Listing from a collection
** Start **
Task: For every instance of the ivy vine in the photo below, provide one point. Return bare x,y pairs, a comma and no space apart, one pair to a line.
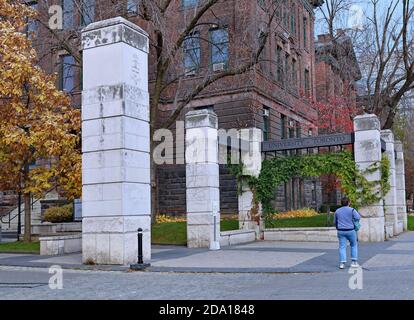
353,181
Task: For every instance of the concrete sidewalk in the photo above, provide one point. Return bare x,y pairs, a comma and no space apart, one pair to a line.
257,257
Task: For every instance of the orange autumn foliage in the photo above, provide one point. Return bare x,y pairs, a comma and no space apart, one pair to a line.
37,122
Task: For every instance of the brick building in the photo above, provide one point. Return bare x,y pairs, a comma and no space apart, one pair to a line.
337,68
275,95
337,74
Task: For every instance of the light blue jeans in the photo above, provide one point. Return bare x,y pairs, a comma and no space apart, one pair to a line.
343,237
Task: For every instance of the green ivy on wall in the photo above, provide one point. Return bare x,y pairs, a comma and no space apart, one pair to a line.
278,170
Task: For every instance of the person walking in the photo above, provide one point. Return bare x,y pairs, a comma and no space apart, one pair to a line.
345,219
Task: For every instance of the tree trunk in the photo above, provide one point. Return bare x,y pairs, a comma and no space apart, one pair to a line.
27,218
154,186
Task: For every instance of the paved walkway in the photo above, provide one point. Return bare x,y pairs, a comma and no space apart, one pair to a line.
257,257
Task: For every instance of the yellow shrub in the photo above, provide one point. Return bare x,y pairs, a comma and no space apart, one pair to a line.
161,218
302,213
59,214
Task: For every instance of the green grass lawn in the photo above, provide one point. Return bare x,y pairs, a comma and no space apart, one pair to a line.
20,247
411,223
176,232
319,221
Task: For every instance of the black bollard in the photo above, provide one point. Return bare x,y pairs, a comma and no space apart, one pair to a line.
140,258
140,265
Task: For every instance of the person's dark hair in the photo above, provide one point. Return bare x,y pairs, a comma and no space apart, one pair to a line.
345,201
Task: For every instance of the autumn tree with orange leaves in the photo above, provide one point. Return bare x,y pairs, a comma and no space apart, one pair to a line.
37,123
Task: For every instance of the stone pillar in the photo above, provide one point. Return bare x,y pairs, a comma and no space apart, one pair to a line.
202,180
368,152
250,218
116,197
400,181
390,201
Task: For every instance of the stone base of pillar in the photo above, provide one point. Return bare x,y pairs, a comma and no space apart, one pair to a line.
201,232
372,229
199,235
245,219
389,230
402,218
117,239
400,227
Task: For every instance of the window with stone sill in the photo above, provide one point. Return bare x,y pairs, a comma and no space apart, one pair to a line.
132,6
189,3
279,66
266,123
68,14
32,25
192,53
219,39
67,73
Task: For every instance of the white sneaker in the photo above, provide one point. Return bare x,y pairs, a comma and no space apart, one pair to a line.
354,264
** End **
Reproduce the listing from the line containing "Task: For every instance of the stone pillar" through the end of the listing, both ends included, keeping each request line unchanged. Multiply every x and y coordinate in the answers by 1.45 and round to whole numbers, with halves rounded up.

Task: For every instance of the stone pillar in the photo above, provide one point. Return bare x,y pairs, a comma and no space apart, one pair to a line.
293,261
534,220
363,316
168,286
580,262
566,291
Task: For every instance of the stone base of pillar in the photo above, provide one point. Return bare x,y pairs, a comma and no space apart, one pair to a line.
291,336
539,332
289,341
355,318
564,334
583,316
170,347
580,329
Task: For every instance of the window with stone sill in the photo above, provide one point. Return bare x,y pairs, a comma and no space apart, one pair to a line.
191,9
274,4
405,96
386,178
99,20
46,36
278,77
318,57
97,106
Task: For every instance of the white sneaker in the photo above, provide one point. Return bare x,y pairs, a comma and no space apart, one pair to a line.
513,383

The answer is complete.